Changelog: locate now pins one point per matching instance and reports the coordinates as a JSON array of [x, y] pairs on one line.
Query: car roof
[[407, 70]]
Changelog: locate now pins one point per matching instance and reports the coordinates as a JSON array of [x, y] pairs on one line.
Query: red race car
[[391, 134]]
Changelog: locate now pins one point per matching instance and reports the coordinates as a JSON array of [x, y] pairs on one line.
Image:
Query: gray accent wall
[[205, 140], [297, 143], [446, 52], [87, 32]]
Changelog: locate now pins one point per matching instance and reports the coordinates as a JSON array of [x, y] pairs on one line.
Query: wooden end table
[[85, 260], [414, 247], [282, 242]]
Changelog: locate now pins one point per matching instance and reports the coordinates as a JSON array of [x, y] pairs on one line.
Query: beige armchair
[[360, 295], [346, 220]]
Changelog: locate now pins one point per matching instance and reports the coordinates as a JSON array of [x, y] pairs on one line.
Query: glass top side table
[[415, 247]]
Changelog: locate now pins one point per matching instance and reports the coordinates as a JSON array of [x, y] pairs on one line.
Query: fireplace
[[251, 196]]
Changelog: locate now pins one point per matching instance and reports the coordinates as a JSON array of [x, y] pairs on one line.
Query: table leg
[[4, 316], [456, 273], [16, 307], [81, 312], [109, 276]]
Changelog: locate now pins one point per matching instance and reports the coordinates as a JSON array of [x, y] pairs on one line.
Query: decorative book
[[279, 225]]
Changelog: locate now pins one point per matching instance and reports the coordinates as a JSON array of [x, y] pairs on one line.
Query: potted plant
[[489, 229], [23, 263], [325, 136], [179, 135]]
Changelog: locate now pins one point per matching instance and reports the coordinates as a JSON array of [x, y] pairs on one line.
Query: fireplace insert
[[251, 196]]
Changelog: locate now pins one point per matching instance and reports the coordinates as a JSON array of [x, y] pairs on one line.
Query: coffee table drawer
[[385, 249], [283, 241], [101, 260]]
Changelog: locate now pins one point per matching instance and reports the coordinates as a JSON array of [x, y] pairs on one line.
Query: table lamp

════════════════

> **What is expected**
Beginning with the line that holds "Query: table leg" and ending with the last line of the data, copy each line exactly and add nothing.

> **Solution for this problem**
Query: table leg
[[4, 316], [456, 273], [16, 307], [81, 312], [109, 276]]
Changelog: locate now pins one point per matching instance and reports the coordinates as a JSON array of [x, y] pairs on one line.
Query: decorative book
[[279, 225]]
Changelog: locate now pins one point per matching instance and reports the coordinates as a JSON array of [x, y] pairs on one line.
Query: potted plant
[[489, 229], [23, 263], [325, 136], [179, 135]]
Changelog: locate now pins one point per matching instance and reports the coordinates as a JSON array of [x, y] pairs on one line.
Query: fireplace insert
[[251, 196]]
Changelog: locate now pins one point per matching instance and reports the coordinates as a JSON array of [x, y] pairs on one line.
Query: coffee table drawer
[[385, 249], [283, 241], [101, 260]]
Changelog: locate now pins one point per matching instance and reports the coordinates as a JSON array of [x, y] pairs on one line.
Query: table lamp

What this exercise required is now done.